Now, since Sarkozy dispensed with De Gaullism, taking on a more outwardly aggressive foreign policy, for the first time in decades French and German interests and ambitions are beginning to clash. The traditionally harmonious relationship—legacy of a divided Germany—that previously underpinned European unity is being revolutionized. Paris and Berlin are reassuming their historically familiar roles as contenders for continental dominance.

The question is, who will emerge the victor of this titanic, age-old struggle?

There can be no doubt that Germany now dominates the European Union. Once the pillar of the EU, while ever Germany remained divided by the Wall, France has, since Germany’s reunification, been pushed aside in EU leadership. In a remarkable turn of events, the EU has been transformed from a vehicle for French continental dominance to a vehicle for German imperial ambition.

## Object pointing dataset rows
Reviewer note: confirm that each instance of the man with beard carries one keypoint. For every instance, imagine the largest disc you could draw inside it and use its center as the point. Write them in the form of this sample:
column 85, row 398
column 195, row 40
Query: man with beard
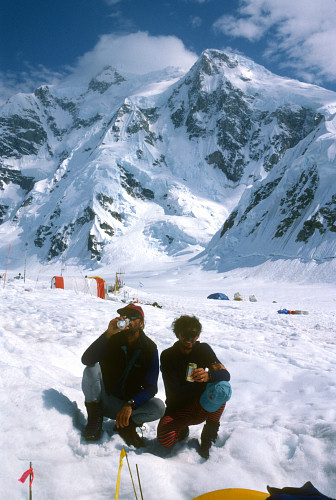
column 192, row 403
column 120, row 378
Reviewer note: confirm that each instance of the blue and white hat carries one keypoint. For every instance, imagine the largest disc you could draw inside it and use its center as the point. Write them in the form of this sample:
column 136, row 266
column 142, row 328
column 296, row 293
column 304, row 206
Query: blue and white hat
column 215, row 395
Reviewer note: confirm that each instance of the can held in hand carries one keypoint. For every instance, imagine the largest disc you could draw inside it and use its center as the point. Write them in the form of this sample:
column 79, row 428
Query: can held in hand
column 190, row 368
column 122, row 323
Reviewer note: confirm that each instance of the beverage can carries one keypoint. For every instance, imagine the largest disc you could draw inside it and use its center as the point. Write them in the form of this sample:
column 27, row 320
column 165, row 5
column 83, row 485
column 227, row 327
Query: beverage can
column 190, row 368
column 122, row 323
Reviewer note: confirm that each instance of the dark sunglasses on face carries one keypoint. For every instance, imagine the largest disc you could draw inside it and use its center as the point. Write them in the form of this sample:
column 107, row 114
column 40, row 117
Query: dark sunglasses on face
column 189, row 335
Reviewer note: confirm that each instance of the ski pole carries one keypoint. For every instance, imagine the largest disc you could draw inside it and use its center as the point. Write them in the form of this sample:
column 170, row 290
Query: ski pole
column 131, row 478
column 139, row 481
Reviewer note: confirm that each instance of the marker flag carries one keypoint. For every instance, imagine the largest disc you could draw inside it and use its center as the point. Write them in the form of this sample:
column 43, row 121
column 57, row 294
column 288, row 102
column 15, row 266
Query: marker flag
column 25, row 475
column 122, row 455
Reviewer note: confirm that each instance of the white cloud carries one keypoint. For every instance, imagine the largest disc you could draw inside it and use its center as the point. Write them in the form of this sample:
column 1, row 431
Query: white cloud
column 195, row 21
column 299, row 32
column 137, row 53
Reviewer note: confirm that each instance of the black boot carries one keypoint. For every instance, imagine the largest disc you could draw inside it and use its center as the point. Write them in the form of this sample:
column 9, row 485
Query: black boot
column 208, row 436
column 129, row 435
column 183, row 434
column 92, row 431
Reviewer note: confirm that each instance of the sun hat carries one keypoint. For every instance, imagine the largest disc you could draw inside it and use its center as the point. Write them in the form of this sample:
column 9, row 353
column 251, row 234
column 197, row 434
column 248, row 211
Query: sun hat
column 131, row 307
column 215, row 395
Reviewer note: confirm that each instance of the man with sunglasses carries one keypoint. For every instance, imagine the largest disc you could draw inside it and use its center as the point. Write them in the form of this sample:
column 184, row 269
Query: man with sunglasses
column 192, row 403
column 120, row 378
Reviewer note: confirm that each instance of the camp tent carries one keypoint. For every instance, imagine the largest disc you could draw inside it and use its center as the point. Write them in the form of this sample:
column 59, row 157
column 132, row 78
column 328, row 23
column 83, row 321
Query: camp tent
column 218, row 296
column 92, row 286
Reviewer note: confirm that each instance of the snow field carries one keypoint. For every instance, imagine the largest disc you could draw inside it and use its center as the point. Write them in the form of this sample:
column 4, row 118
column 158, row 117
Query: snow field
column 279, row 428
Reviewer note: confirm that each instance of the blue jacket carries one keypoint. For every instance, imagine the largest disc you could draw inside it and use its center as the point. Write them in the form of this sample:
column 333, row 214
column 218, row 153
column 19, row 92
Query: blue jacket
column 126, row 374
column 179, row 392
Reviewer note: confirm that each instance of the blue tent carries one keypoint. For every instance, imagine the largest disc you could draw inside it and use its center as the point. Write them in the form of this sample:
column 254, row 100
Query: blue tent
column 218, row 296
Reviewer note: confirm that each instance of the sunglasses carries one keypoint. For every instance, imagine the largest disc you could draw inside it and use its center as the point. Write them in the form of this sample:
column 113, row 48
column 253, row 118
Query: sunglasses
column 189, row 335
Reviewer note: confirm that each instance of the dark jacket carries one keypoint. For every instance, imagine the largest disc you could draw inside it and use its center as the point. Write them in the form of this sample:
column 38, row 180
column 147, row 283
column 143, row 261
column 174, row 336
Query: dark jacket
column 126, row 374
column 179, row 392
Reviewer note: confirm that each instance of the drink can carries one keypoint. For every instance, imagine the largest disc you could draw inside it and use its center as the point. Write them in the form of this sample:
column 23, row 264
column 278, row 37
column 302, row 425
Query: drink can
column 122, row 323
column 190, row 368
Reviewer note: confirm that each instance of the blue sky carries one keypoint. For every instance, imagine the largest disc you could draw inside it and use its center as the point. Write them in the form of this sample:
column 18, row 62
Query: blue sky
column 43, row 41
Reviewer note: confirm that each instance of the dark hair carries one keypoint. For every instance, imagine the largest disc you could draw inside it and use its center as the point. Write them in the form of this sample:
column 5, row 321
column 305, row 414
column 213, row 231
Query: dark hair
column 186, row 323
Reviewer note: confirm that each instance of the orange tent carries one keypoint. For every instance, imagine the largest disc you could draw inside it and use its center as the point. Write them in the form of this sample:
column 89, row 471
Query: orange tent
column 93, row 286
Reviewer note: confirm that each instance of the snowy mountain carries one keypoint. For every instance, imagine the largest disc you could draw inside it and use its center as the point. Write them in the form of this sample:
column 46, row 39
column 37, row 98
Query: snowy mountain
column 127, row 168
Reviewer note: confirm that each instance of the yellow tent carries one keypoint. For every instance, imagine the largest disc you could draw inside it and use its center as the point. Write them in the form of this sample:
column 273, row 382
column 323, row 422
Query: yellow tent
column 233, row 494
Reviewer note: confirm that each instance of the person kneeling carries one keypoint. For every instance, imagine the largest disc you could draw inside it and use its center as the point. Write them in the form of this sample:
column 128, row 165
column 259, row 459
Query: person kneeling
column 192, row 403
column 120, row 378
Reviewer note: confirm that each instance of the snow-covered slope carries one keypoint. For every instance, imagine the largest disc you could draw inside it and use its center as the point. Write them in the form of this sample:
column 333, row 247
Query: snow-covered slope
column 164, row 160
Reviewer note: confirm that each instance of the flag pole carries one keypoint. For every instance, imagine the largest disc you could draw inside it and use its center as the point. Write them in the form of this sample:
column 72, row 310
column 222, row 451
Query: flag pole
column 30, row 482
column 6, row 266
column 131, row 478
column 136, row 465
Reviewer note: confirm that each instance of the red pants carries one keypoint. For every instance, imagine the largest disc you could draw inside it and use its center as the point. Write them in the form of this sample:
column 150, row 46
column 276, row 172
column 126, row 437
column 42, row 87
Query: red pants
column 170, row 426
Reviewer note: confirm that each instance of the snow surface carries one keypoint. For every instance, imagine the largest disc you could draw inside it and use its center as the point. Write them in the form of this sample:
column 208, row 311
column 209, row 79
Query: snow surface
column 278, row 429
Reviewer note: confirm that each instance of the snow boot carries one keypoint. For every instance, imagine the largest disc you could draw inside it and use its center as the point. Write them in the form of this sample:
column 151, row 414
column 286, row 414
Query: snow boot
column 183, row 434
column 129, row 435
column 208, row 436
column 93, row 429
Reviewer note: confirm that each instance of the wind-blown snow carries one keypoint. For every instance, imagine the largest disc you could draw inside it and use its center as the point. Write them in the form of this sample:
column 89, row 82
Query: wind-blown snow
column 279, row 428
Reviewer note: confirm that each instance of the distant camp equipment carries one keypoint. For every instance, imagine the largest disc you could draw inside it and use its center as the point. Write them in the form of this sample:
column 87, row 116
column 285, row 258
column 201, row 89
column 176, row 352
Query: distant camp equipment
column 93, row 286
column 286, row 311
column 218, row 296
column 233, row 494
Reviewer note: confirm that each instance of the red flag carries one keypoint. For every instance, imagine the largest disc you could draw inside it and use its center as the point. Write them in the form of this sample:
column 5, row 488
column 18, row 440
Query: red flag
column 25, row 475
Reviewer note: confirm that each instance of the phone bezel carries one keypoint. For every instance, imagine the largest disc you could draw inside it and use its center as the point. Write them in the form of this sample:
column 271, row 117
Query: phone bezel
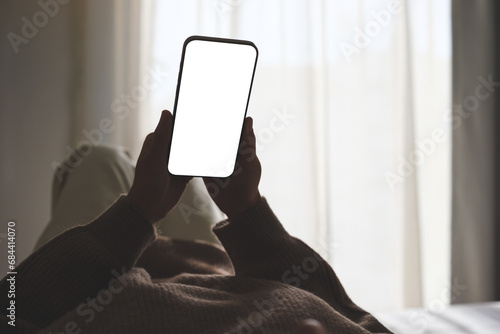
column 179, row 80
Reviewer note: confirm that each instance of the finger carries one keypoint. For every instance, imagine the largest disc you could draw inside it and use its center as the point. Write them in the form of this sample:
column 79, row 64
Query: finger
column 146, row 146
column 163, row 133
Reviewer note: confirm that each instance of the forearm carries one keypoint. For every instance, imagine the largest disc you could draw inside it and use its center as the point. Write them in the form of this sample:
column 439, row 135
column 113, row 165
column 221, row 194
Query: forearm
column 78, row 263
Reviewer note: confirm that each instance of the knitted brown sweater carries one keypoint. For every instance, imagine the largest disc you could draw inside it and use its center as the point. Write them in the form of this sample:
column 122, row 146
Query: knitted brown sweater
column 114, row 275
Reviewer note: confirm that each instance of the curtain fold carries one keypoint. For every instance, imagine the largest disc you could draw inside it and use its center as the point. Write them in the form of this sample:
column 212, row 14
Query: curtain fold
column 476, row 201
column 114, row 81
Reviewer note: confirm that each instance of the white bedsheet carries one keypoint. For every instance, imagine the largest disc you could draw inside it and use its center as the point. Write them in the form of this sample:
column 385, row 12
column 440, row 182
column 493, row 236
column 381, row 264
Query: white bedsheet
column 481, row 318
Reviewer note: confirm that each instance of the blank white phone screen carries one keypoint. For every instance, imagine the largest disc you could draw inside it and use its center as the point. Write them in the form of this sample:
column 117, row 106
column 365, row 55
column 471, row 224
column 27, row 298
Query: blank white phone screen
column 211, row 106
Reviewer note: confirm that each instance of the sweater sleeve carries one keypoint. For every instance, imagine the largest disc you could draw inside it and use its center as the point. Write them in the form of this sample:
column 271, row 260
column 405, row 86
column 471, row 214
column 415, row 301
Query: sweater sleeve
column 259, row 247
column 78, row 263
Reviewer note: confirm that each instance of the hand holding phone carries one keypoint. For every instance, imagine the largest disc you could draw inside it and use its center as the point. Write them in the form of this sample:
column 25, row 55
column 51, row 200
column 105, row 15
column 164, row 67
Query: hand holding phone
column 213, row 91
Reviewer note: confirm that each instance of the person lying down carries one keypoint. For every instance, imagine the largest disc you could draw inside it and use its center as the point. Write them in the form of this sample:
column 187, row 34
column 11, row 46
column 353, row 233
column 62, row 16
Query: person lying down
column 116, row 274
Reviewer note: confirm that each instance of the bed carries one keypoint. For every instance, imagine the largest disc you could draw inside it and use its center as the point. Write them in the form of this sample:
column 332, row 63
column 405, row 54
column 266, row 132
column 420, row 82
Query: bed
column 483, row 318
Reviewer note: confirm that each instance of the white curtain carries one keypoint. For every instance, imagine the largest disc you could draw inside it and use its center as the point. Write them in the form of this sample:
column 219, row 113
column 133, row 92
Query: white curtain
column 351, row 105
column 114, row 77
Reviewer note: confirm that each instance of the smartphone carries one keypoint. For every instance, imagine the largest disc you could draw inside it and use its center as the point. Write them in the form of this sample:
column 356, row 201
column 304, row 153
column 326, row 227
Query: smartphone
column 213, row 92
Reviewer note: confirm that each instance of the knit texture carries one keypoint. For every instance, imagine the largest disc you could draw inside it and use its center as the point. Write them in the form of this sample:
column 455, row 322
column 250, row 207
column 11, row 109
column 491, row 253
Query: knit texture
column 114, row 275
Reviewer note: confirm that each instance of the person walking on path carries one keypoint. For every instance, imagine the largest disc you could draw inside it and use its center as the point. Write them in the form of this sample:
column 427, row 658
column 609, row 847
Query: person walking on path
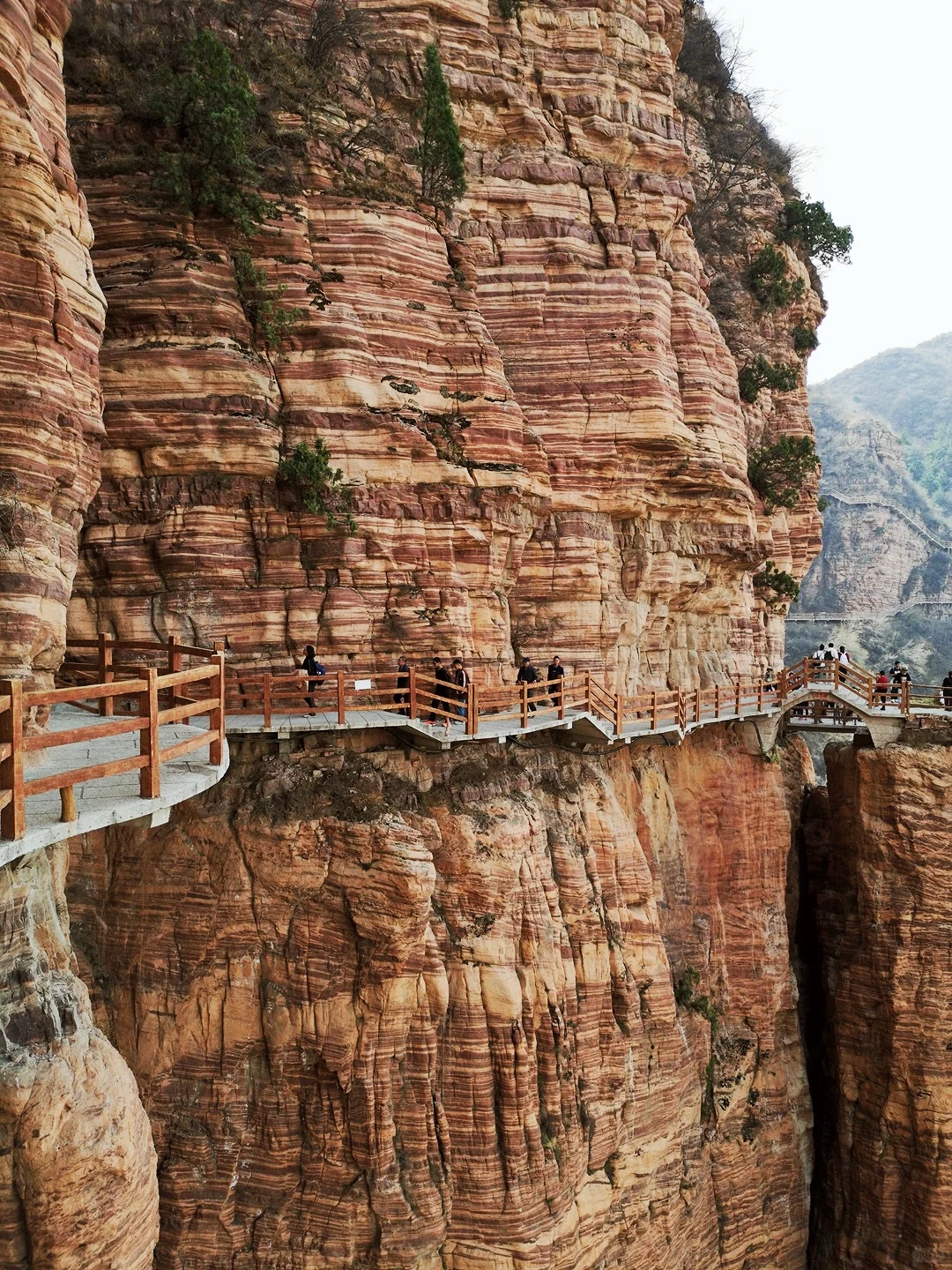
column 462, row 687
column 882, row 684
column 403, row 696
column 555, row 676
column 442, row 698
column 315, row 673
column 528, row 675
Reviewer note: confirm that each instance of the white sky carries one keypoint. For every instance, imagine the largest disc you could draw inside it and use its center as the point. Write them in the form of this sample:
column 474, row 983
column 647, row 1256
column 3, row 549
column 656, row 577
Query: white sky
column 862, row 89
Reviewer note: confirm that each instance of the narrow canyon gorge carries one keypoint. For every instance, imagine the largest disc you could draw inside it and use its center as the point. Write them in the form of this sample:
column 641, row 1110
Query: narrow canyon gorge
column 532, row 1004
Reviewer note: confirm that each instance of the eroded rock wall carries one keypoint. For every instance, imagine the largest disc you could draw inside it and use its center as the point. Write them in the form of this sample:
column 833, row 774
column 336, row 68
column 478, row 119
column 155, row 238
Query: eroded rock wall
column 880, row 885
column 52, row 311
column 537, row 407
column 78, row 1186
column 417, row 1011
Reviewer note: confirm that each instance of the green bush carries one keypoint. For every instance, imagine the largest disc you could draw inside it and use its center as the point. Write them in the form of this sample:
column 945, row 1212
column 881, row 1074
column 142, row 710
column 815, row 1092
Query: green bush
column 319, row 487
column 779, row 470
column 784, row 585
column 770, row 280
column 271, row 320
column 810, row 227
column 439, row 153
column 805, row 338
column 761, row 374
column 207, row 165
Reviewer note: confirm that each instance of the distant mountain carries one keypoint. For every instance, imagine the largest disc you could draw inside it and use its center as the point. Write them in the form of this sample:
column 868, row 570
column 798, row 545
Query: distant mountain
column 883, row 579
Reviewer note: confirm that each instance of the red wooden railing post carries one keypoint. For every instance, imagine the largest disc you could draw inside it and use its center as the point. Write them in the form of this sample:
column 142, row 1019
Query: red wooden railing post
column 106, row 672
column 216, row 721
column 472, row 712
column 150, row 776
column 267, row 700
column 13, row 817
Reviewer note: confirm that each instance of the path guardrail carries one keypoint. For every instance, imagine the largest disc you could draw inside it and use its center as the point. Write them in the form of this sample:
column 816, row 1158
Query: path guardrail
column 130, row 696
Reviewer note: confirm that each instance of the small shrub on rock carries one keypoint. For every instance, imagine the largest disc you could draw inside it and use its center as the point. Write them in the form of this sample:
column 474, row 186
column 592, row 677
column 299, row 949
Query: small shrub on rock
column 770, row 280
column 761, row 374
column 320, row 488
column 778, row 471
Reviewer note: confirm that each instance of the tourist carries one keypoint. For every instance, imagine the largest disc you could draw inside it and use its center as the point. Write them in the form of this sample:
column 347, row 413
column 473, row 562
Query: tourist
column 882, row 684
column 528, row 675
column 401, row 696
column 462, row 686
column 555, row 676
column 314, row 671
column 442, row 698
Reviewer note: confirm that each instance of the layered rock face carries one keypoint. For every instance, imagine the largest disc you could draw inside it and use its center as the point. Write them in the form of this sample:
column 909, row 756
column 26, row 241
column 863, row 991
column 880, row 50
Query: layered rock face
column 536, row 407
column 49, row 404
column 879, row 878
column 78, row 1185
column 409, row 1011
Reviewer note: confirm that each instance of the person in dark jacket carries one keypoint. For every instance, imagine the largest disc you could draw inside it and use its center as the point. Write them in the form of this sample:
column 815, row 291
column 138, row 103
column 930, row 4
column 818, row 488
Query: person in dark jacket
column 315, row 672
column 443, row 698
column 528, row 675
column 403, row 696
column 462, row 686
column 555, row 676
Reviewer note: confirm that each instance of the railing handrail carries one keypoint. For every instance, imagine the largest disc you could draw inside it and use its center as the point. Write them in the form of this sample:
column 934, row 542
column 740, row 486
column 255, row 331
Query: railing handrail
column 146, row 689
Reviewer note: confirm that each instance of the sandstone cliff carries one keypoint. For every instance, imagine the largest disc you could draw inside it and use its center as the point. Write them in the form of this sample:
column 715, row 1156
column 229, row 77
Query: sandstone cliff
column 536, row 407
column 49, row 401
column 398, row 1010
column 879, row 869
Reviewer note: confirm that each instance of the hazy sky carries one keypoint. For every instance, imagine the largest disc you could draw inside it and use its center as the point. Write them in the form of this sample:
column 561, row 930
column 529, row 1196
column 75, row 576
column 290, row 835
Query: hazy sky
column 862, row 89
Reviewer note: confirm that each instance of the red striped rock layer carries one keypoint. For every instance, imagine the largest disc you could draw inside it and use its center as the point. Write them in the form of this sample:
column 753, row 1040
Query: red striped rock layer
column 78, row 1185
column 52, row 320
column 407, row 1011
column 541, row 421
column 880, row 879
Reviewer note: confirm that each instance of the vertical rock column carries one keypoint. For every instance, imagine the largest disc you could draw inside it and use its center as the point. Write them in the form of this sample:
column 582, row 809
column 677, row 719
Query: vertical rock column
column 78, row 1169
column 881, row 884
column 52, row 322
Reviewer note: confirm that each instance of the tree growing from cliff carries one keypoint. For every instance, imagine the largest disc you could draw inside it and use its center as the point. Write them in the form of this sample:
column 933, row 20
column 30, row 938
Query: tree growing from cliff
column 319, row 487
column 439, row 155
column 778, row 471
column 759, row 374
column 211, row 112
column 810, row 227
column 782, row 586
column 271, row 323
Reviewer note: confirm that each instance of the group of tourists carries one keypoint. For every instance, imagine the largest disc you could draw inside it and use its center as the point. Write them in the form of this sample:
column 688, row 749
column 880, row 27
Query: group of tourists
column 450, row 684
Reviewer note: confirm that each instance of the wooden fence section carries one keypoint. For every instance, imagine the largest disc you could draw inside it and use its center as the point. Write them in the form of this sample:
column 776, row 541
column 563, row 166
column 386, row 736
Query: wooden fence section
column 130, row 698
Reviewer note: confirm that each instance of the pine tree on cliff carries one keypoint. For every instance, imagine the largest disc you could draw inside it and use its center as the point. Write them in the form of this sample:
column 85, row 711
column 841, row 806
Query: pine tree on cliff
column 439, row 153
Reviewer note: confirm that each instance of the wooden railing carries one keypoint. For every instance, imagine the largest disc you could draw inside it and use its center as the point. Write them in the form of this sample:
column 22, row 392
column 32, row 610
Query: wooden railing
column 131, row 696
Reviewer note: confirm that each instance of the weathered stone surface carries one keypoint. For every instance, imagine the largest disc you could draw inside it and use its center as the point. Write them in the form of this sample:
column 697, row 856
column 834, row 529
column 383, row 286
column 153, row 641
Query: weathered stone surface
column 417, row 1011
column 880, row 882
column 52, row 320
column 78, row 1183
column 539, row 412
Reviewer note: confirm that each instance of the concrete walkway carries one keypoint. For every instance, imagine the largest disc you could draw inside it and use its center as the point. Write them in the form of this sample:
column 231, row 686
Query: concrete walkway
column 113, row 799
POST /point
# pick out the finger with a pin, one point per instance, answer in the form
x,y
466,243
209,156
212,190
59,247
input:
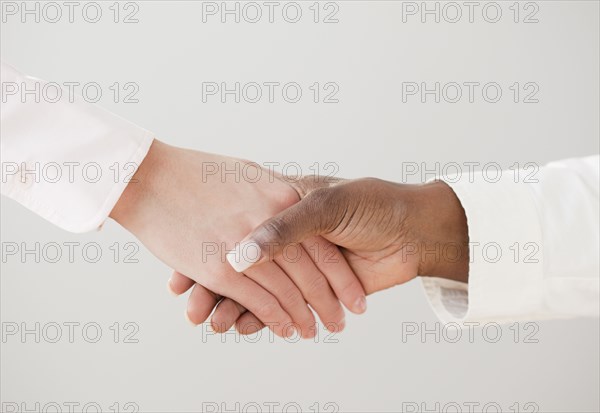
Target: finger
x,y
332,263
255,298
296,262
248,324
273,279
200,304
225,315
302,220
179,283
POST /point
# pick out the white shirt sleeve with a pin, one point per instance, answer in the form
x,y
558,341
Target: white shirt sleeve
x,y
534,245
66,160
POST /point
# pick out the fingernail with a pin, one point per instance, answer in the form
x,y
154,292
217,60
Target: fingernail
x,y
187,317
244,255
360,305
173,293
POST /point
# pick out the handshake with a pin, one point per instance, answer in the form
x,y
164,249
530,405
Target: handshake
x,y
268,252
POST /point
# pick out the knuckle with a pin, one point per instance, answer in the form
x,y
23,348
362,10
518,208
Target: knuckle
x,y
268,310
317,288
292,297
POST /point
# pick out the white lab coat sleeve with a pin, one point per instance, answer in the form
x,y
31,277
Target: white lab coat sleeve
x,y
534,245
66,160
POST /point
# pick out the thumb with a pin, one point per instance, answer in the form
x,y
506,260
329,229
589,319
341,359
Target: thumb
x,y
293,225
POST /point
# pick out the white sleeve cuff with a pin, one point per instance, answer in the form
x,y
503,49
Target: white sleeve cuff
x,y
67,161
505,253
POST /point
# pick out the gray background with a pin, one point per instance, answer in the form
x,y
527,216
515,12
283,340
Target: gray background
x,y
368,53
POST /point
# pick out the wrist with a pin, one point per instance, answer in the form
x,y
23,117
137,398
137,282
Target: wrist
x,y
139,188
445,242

## Stated task 1
In the passage on French-German rivalry, what has the EU been transformed from and into?
## Stated task 2
Summarize the passage on French-German rivalry in two sentences.
## Stated task 3
Write a continuation of the passage on French-German rivalry, starting after its final sentence.

## Task response 1
It has gone from a vehicle for French continental dominance to a vehicle for German imperial ambition.

## Task response 2
Since Sarkozy dispensed with De Gaullism in favor of a more aggressive foreign policy, French and German interests have begun to clash, and Paris and Berlin are again contending for continental dominance. Germany now dominates the European Union, having pushed France aside since reunification and turned the EU into a vehicle for its own imperial ambition.

## Task response 3
Germany’s preponderance within Europe will only grow. We can expect Germany to continue to increase its power and influence over fellow European nations, as well as for France to continue to be marginalized from EU leadership.

Biblical prophecy tells us that France and the other nations of Europe are more followers than leaders in this European combine—known in the Bible as the “king of the north” (Daniel 11:40). As the Trumpet has regularly pointed out over the years, the nation most behind the unification and leadership of the king of the north is Germany. European history and Bible prophecy tells us this is the nation to watch. To learn more about the future of Europe with Germany at the helm, read Germany and the Holy Roman Empire.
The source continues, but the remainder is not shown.